## GOAL OF THE EXERCISE
Every entry needs to appear again exactly as written below.

[Referring expression pointing data]
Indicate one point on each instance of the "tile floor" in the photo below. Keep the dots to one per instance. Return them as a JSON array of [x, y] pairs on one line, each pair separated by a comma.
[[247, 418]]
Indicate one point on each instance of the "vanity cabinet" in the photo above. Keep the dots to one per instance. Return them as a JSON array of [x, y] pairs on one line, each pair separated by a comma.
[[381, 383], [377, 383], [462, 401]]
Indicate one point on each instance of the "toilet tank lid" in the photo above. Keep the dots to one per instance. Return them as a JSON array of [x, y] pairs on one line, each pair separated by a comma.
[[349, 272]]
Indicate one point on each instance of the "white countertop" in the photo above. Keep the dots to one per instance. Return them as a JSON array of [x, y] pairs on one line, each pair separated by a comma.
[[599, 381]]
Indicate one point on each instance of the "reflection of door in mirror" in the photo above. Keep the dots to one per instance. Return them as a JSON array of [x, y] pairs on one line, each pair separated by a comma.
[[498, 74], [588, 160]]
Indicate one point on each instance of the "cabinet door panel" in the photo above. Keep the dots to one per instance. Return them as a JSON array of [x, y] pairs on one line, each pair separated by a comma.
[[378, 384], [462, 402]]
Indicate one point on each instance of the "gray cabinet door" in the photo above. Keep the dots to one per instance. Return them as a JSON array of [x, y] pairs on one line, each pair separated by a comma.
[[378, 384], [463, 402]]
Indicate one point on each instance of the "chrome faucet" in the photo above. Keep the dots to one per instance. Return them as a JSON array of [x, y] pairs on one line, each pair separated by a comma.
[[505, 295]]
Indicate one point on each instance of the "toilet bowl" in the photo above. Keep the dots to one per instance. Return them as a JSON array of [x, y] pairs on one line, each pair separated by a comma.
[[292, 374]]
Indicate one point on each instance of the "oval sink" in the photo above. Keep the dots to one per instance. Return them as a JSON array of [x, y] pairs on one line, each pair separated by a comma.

## ANSWER TO THE EXERCISE
Indicate one point on each instance of the "tile floor" in the photo below. Keep the dots to one per instance. Return them as a JSON array of [x, y] pairs on one line, each pair separated by a comma.
[[247, 418]]
Indicate one point on each instance of the "vanity cabinet" in the photo above. Keep the dots to one per instance. Return them as a JSON array of [x, y] pairs on one line, each pair separated by a comma.
[[381, 383], [377, 383], [462, 401]]
Indicate one point on each instance of the "toilet tank lid" in the photo above. Keep the dots to one per instance. Return them as a JSON array of [x, y] pairs on one line, each pair separated by a comma.
[[349, 272]]
Indicate one point on each instance of the "white countertop" in the photo above. Keep the dots to one per instance. Return them as a JSON array of [x, y] pairs on one line, each pair separated by a comma.
[[599, 381]]
Indicate one point on each instance of the "reflection of door in mirror" in the photo above. Keep the dots to one per instance. Return them as a JSON array of [x, y] pairs on one line, each pair separated by a comma.
[[498, 74], [588, 160]]
Indicate one point on each instance of the "cabinet door panel" in the photo above. Keep the dots to one per instance. Return them as a JSON array of [x, y] pairs on one line, each pair separated by a comma.
[[378, 384], [462, 402]]
Indicate one point on each instance of the "gray cabinet door" in the photo above. Keep the dots to one per instance. Return them as a JSON array of [x, y] pairs on one line, each pair separated by a comma.
[[378, 384], [463, 402]]
Indicate one point on each instance of the "chrome faucet" in the photo above. Keep the dots to one per instance. Return them as a JSON array of [x, y] pairs on one line, each pair separated by a comma.
[[505, 295]]
Indicate one point on each instance of the "toilet bowl" in the photo above. Keep the dots to one per instance. Return them as a JSON array of [x, y] pairs on one line, each pair separated by a comma.
[[292, 374]]
Indicate one point on each instance of the "oval sink" in the photo above. Keep the dots to one per instance. Return them as a JSON array of [x, y] pairs on one line, each pair separated by a comma.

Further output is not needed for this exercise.